──────── Sección del texto

La Jornada Semanal,  25 de noviembre del 2001                          núm. 351
Verónica Murguía

La espada y el cálamo 

 
Verónica Murguía nos habla de la poesía preislámica y de su choque y fusión con la cultura nacida del pensamiento coránico. En su ensayo aparecen las qasidas de los poetas del desierto, los zejeles y jarchas de Al-Andalus y las gacelas y rahiles de la nueva poesía. La maestra Murguía recuerda la frase de A.J. Arberry, el traductor de al-Mutanabbi y de otros poetas de su generación: “Es necesario avanzar en la comprensión del arte de la poesía tal como ha sido practicada por el pueblo más poético de la humanidad.” Partiendo de esta idea, nuestra colaboradora estudia la vida y la obra de Abul Tayyim Ahmad ibn al Hussein al-Mutanabbi (“el que se las da de profeta”), el poeta genial que tendió el puente entre las qasidas preislámicas y la poesía escrita bajo el Corán

Para Elsa Cross,
por el Diwán de Antar


Los árabes y bereberes que desde el año 718 levantaron una luminosa civilización sobre los restos del agonizante reino visigodo, llevaron a la península Ibérica una poesía caracterizada por una honda tensión espiritual y una perfección formal asombrosa. La palabra árabe que nombra a la poesía, s´ir, incluye elementos de orden emotivo y racional. En ella se unen los verbos sentir y conocer. En la tradición árabe, desde sus raíces preislámicas, ninguna forma de belleza es más apreciada que el poema. Para los beduinos el oído es el "padre de los sentidos"; ya desde los tiempos anteriores al Corán –los siglos de la chahiliyya o "tiempos de la ignorancia"–, su poesía contenía los valores espirituales y estéticos que conformarían la literatura árabe. En el prólogo a su antología de cuentos de hadas irlandeses, William Butler Yeats escribió: "Se dice que la gente más elocuente del mundo son los árabes, quienes tienen sólo la tierra yerma del desierto y un cielo al que la luz del sol ha dejado desnudo. Esta compleja riqueza cultural fue llevada por el ejército de Tarik a España; más tarde sería la herencia de los poetas arábigo-andaluces, y gracias a ellos, de gran parte de Europa."

La qasida, oda de casi cien versos transmitida de forma verbal por el poeta o el orador, es la expresión más pura de este arte poético. El metro más antiguo es el ragaz, en el que los hemistiquios de los versos riman entre sí, aunque los versos no rimen. Según la tradición, esta métrica en la que se combinan las sílabas largas y las cortas nació de la atención al ritmo del paso del camello.

────────────────

## Requisitos del problema
Reproduce sin cambios el pasaje del ensayo sobre la poesía árabe que va desde "La qasida, oda" hasta "paso del camello.", incluidas estas últimas palabras.

──────── Extractos de datos

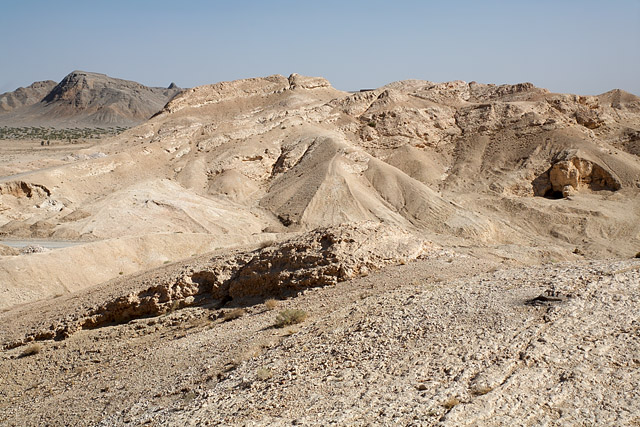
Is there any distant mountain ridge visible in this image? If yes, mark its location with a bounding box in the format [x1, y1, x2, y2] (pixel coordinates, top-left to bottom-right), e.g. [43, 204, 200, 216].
[0, 80, 57, 113]
[0, 71, 182, 127]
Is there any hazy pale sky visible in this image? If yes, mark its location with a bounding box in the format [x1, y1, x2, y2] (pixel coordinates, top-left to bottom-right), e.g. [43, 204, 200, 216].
[0, 0, 640, 95]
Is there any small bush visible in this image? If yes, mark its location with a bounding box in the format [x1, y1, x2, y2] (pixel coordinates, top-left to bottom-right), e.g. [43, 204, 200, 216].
[471, 386, 493, 396]
[264, 298, 278, 310]
[275, 309, 307, 328]
[256, 368, 273, 381]
[442, 397, 460, 410]
[222, 308, 247, 322]
[20, 343, 42, 357]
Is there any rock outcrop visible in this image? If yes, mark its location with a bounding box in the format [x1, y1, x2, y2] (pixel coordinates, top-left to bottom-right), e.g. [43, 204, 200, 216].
[534, 156, 622, 198]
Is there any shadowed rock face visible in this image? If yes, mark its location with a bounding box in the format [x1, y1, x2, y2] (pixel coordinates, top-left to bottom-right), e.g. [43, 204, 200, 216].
[0, 71, 182, 127]
[0, 80, 57, 113]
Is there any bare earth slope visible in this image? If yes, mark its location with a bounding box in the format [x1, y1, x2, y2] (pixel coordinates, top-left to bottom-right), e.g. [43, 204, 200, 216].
[0, 80, 57, 113]
[0, 71, 181, 127]
[0, 74, 640, 425]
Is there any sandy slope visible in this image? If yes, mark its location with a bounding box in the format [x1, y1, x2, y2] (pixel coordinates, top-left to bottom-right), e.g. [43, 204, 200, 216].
[0, 75, 640, 425]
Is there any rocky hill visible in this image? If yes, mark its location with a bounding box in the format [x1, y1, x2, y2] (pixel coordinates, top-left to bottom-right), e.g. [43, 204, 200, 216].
[0, 74, 640, 425]
[0, 80, 57, 113]
[0, 71, 181, 127]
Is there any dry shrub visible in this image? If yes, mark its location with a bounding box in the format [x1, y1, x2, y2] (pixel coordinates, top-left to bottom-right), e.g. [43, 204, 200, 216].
[471, 386, 493, 396]
[442, 397, 460, 410]
[222, 308, 247, 322]
[264, 298, 278, 310]
[256, 368, 273, 381]
[275, 309, 307, 328]
[20, 343, 42, 357]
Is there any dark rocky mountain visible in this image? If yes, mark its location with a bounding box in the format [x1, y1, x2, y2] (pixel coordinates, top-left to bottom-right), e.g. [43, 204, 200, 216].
[0, 71, 182, 127]
[0, 80, 57, 113]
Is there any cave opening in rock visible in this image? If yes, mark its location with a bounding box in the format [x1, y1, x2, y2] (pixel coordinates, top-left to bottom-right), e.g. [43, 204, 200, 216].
[543, 188, 563, 200]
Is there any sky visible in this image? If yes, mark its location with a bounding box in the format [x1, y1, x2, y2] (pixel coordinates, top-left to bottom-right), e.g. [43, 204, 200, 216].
[0, 0, 640, 95]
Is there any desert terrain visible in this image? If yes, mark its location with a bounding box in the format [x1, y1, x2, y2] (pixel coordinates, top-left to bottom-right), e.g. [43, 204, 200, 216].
[0, 72, 640, 426]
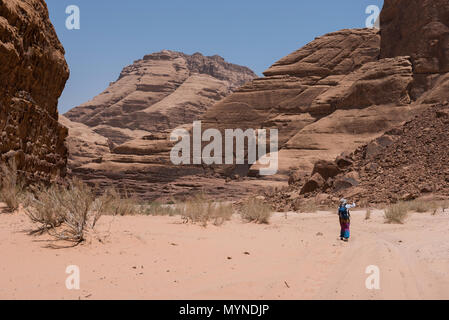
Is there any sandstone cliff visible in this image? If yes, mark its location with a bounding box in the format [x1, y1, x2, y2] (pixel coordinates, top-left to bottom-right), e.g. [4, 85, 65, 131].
[203, 29, 413, 180]
[65, 50, 256, 144]
[0, 0, 69, 180]
[61, 51, 256, 199]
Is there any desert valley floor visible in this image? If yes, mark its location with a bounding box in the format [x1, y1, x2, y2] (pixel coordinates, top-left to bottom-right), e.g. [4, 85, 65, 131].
[0, 205, 449, 300]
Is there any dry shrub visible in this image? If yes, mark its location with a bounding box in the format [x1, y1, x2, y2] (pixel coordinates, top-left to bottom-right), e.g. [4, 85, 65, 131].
[408, 200, 432, 213]
[0, 160, 23, 211]
[25, 179, 96, 244]
[95, 188, 142, 216]
[181, 194, 233, 227]
[241, 198, 273, 224]
[143, 202, 182, 217]
[385, 202, 409, 224]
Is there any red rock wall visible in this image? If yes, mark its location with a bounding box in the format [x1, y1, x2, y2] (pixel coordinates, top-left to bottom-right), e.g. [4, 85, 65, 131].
[0, 0, 69, 180]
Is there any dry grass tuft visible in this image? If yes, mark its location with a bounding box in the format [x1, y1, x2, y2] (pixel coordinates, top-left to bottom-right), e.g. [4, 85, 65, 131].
[95, 188, 144, 216]
[240, 198, 273, 224]
[181, 194, 234, 227]
[25, 179, 96, 244]
[385, 202, 409, 224]
[143, 202, 182, 217]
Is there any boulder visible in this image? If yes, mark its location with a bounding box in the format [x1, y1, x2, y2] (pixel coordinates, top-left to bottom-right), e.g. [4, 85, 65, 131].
[312, 160, 341, 180]
[300, 173, 325, 194]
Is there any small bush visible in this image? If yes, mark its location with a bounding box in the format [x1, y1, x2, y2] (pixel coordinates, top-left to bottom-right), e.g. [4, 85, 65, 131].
[241, 198, 273, 224]
[143, 202, 182, 217]
[95, 188, 143, 216]
[181, 194, 234, 227]
[408, 200, 431, 213]
[25, 179, 96, 244]
[0, 161, 23, 211]
[385, 202, 409, 224]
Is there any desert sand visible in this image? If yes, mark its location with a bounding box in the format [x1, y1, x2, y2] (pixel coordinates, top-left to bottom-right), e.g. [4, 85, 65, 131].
[0, 205, 449, 300]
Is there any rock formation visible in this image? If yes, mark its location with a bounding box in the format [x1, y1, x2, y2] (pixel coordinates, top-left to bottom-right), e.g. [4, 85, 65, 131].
[62, 51, 256, 199]
[266, 0, 449, 209]
[0, 0, 69, 180]
[65, 50, 256, 144]
[203, 29, 413, 180]
[64, 0, 449, 203]
[270, 104, 449, 210]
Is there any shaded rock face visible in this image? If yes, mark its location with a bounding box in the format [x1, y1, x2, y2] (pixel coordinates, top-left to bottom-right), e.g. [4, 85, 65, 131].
[0, 0, 69, 180]
[380, 0, 449, 74]
[65, 50, 256, 144]
[380, 0, 449, 103]
[294, 104, 449, 203]
[203, 29, 414, 180]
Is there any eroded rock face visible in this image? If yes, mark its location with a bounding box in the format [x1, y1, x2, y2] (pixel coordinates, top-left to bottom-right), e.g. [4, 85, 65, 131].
[65, 50, 256, 144]
[0, 0, 69, 180]
[63, 51, 256, 200]
[380, 0, 449, 74]
[203, 29, 414, 180]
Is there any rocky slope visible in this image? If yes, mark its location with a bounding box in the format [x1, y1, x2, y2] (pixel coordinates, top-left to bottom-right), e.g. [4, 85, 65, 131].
[203, 29, 413, 180]
[0, 0, 69, 180]
[65, 50, 256, 144]
[262, 0, 449, 209]
[65, 0, 449, 202]
[269, 104, 449, 210]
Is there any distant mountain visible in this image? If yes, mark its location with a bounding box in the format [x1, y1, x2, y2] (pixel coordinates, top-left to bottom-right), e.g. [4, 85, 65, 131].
[65, 50, 256, 144]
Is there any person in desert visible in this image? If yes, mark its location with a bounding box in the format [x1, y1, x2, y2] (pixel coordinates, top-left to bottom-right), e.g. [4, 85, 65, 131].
[338, 199, 356, 242]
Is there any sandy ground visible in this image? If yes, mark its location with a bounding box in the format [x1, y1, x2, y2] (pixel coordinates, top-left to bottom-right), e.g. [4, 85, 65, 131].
[0, 205, 449, 299]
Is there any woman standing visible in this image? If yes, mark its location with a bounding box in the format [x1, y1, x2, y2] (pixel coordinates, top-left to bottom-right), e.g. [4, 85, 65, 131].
[338, 199, 356, 242]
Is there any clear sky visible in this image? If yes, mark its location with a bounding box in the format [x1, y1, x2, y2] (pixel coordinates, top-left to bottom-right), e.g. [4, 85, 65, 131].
[46, 0, 383, 113]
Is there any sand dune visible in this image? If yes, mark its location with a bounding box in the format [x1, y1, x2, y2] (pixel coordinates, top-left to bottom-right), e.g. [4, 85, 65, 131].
[0, 205, 449, 299]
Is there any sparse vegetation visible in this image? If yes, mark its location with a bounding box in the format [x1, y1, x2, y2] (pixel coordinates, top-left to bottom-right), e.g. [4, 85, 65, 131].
[240, 198, 273, 224]
[0, 160, 22, 211]
[385, 202, 409, 224]
[143, 202, 182, 217]
[181, 194, 233, 226]
[95, 188, 143, 216]
[25, 179, 96, 244]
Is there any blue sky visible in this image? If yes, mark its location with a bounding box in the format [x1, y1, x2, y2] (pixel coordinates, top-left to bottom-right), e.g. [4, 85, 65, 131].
[46, 0, 383, 113]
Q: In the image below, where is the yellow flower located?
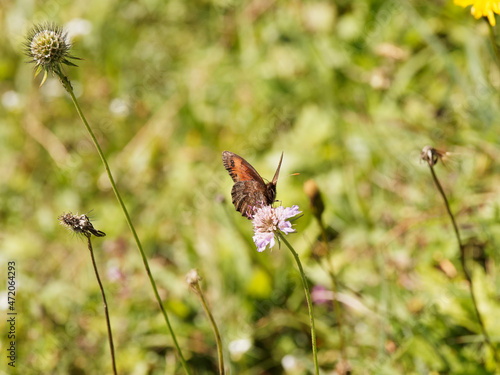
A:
[453,0,500,26]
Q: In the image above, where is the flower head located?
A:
[252,205,301,252]
[420,146,450,167]
[59,212,106,237]
[24,23,81,86]
[454,0,500,26]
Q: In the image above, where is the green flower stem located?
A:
[316,217,347,368]
[428,162,500,366]
[485,19,500,68]
[56,71,191,375]
[86,233,117,375]
[193,282,225,375]
[276,231,319,375]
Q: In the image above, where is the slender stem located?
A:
[59,73,191,375]
[193,282,225,375]
[317,217,347,361]
[276,231,319,375]
[428,163,500,366]
[486,21,500,68]
[87,234,117,375]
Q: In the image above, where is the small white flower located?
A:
[252,205,301,252]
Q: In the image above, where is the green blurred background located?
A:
[0,0,500,375]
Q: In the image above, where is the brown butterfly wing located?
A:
[222,151,276,219]
[222,151,265,187]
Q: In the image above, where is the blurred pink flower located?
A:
[252,205,301,252]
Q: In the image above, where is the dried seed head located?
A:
[59,212,106,237]
[24,23,81,86]
[186,268,201,293]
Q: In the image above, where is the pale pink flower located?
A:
[252,205,301,252]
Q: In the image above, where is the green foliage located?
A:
[0,0,500,375]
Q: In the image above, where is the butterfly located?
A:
[222,151,283,219]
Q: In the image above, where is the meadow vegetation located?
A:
[0,0,500,375]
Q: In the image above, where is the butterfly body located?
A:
[222,151,283,219]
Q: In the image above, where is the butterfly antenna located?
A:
[273,153,283,185]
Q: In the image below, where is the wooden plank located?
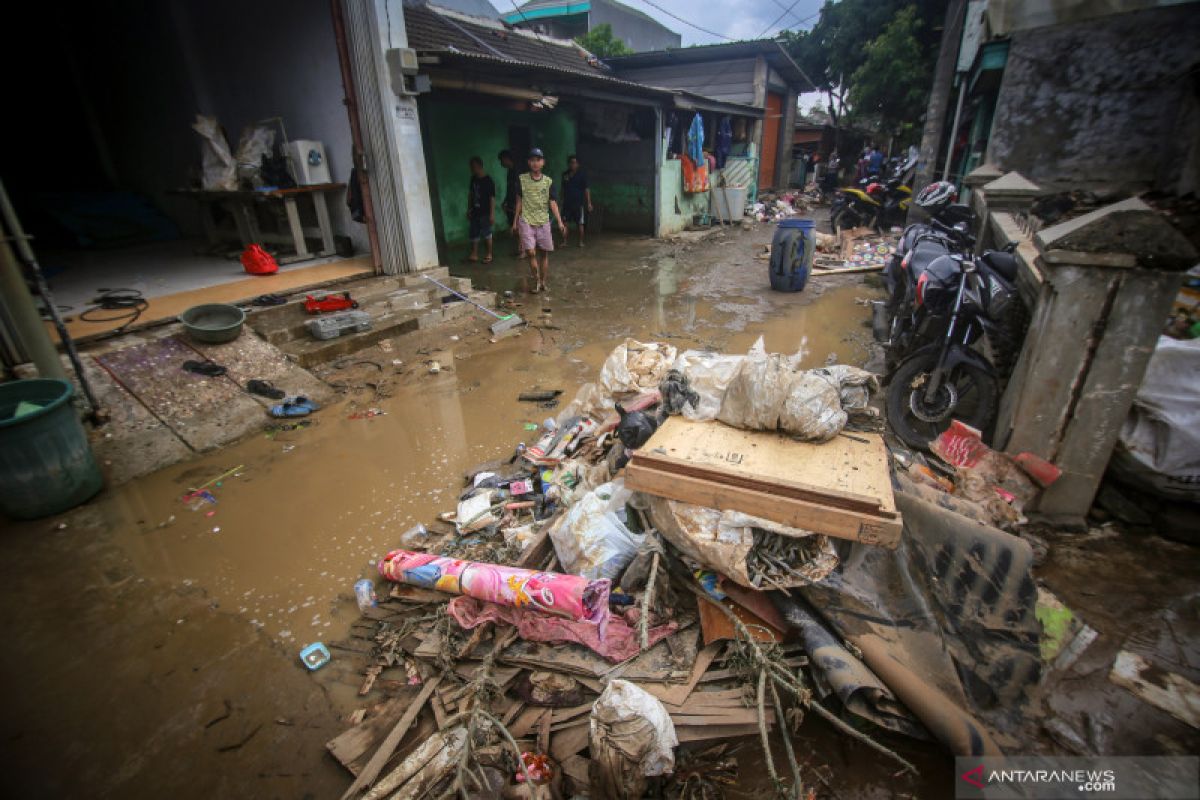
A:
[509,705,550,739]
[1109,650,1200,728]
[638,643,725,705]
[550,717,592,762]
[625,462,904,548]
[634,416,895,511]
[634,451,882,513]
[342,675,442,800]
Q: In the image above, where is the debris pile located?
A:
[326,339,1056,798]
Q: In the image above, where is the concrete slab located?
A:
[192,331,332,409]
[95,336,272,452]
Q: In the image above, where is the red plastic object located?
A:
[1013,452,1062,488]
[304,291,359,314]
[241,245,280,275]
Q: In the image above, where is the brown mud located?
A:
[0,227,912,798]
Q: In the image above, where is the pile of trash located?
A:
[325,339,1056,798]
[750,192,812,222]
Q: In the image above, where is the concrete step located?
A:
[280,284,496,367]
[246,267,472,345]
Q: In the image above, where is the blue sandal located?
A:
[271,397,320,417]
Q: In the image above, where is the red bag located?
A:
[241,245,280,275]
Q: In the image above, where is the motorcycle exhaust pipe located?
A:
[871,300,892,344]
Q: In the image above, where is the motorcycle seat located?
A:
[908,239,950,278]
[982,255,1016,283]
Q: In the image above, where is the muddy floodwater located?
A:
[0,227,897,798]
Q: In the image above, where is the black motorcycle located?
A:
[887,248,1024,447]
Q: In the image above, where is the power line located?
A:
[642,0,738,42]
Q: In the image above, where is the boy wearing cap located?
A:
[512,148,566,294]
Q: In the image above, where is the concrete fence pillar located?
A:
[989,199,1196,525]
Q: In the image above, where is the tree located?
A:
[782,0,947,148]
[850,6,934,134]
[575,23,634,58]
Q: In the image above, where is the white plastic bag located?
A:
[716,338,870,441]
[588,678,679,782]
[192,114,238,192]
[600,339,676,397]
[550,479,644,582]
[671,350,745,422]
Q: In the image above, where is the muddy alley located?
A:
[0,225,886,798]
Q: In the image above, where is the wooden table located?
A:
[173,184,346,264]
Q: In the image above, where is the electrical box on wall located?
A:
[288,139,332,186]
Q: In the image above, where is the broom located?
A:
[421,275,526,336]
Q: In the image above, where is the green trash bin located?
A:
[0,379,104,519]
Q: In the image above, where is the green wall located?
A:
[421,96,577,245]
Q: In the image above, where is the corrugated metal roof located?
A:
[404,2,608,76]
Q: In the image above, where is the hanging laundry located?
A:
[713,116,733,169]
[688,113,704,164]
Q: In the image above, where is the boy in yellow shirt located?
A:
[512,148,566,294]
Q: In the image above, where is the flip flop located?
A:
[184,361,226,378]
[271,396,320,417]
[246,378,287,399]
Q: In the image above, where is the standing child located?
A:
[467,156,496,264]
[563,155,592,247]
[497,150,521,257]
[512,148,566,294]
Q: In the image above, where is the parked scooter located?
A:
[887,242,1024,447]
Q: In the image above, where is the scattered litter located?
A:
[300,642,331,670]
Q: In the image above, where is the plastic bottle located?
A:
[354,578,379,612]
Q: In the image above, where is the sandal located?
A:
[184,361,226,378]
[271,396,320,417]
[246,378,287,399]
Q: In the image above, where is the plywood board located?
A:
[634,416,895,512]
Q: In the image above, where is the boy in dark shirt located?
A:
[467,156,496,264]
[563,155,592,247]
[497,150,521,255]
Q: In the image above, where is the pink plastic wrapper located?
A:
[446,597,679,663]
[379,551,610,623]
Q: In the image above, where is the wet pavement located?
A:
[0,227,902,798]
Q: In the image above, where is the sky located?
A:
[488,0,824,110]
[491,0,823,47]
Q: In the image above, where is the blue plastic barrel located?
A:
[0,379,104,519]
[770,219,816,291]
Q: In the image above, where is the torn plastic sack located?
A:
[600,339,676,397]
[671,350,745,422]
[192,114,238,192]
[446,597,679,663]
[812,363,880,416]
[1110,336,1200,503]
[588,679,679,799]
[781,493,1042,756]
[550,479,643,581]
[716,338,847,441]
[379,551,610,623]
[649,498,838,589]
[236,125,275,188]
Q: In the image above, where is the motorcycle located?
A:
[887,245,1024,449]
[829,154,917,234]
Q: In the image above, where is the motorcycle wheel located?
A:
[887,349,1000,450]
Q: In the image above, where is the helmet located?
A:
[917,181,959,213]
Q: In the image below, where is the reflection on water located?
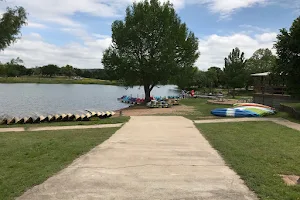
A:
[0,84,178,116]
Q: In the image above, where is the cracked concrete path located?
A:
[18,116,257,200]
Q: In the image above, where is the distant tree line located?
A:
[173,48,276,95]
[0,58,108,80]
[174,17,300,98]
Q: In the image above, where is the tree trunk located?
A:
[144,85,151,103]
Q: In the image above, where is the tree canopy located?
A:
[102,0,199,101]
[41,64,60,77]
[245,48,276,89]
[0,0,27,51]
[224,47,246,97]
[246,48,276,73]
[275,17,300,97]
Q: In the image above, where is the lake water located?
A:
[0,84,178,116]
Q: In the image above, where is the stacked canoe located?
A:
[118,95,180,105]
[0,110,115,125]
[211,103,276,117]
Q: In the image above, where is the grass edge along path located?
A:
[196,122,300,200]
[0,128,119,200]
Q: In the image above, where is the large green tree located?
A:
[224,47,246,97]
[246,48,276,89]
[41,64,60,77]
[175,66,198,89]
[0,0,27,51]
[206,67,225,88]
[60,65,75,78]
[275,17,300,97]
[102,0,199,101]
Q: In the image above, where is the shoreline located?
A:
[0,77,120,86]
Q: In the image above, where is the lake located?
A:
[0,84,178,116]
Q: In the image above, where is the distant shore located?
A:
[0,76,118,85]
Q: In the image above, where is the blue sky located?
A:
[0,0,300,70]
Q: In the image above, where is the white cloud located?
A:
[0,30,276,70]
[239,24,270,32]
[27,21,48,29]
[195,0,268,18]
[196,33,276,70]
[255,33,277,42]
[0,33,111,68]
[0,0,271,27]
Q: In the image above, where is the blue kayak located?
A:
[211,108,260,117]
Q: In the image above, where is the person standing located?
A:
[181,90,185,99]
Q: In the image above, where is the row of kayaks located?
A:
[211,103,276,117]
[118,95,180,104]
[0,110,115,125]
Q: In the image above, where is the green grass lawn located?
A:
[0,76,118,85]
[0,116,130,128]
[180,98,231,120]
[0,128,117,200]
[197,122,300,200]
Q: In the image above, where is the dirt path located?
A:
[18,116,257,200]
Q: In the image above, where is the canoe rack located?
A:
[0,110,115,125]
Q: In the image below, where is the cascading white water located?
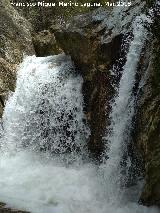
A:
[0,12,159,213]
[2,55,89,161]
[101,15,152,203]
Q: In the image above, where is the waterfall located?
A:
[0,12,159,213]
[1,55,89,162]
[101,15,152,203]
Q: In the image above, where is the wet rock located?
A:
[135,5,160,206]
[55,4,143,158]
[0,0,34,117]
[33,30,62,57]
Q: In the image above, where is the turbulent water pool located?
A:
[0,12,159,213]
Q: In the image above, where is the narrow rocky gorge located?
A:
[0,0,160,213]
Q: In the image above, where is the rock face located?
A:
[33,30,62,57]
[0,0,34,117]
[135,6,160,205]
[55,4,143,158]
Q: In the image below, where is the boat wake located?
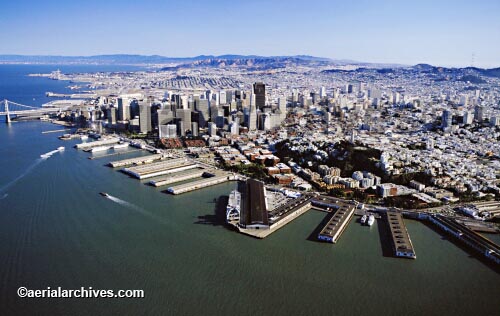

────────────────

## Resultado
La qasida, oda de casi cien versos transmitida de forma verbal por el poeta o el orador, es la expresión más pura de este arte poético. El metro más antiguo es el ragaz, en el que los hemistiquios de los versos riman entre sí, aunque los versos no rimen. Según la tradición, esta métrica en la que se combinan las sílabas largas y las cortas nació de la atención al ritmo del paso del camello.